==== ENTRIES SUPPLIED

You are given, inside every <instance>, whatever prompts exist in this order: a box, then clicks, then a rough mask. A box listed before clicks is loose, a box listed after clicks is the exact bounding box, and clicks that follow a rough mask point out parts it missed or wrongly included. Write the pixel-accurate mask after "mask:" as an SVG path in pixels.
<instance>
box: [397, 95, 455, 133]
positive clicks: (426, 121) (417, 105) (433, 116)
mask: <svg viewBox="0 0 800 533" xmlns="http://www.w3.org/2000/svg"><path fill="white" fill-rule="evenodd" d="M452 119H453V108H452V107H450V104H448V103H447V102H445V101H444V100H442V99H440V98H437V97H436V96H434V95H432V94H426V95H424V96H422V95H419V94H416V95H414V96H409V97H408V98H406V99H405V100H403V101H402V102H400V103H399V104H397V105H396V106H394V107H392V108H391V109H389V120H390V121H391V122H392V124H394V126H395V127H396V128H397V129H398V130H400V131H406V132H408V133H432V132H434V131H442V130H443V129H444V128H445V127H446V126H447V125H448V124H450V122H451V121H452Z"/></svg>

========

__WORK REQUIRED__
Present every line of the records above as a numbered list, omitting any blank lines.

__TASK SOLUTION__
1. You are given, inside every <instance>, whatever prompts exist in this order: a box, then clicks, then a rough mask. A box listed before clicks is loose, a box listed after clicks is the exact bounding box, and clicks that follow a rough mask point out parts it missed or wrongly included. Write the pixel-accurate mask after "mask:" as an SVG path in pixels.
2. <instance>
3. box: [397, 95, 455, 133]
4. positive clicks: (426, 121) (417, 105) (433, 116)
5. mask: <svg viewBox="0 0 800 533" xmlns="http://www.w3.org/2000/svg"><path fill="white" fill-rule="evenodd" d="M452 119H453V108H452V107H450V104H448V103H447V102H445V101H444V100H442V99H440V98H437V97H436V96H434V95H432V94H426V95H424V96H422V95H419V94H416V95H414V96H409V97H408V98H406V99H405V100H403V101H402V102H400V103H399V104H397V105H396V106H394V107H392V108H391V109H389V120H390V121H391V122H392V124H394V126H395V127H396V128H397V129H398V130H400V131H406V132H408V133H432V132H434V131H442V130H443V129H444V128H445V127H446V126H447V125H448V124H450V122H451V121H452Z"/></svg>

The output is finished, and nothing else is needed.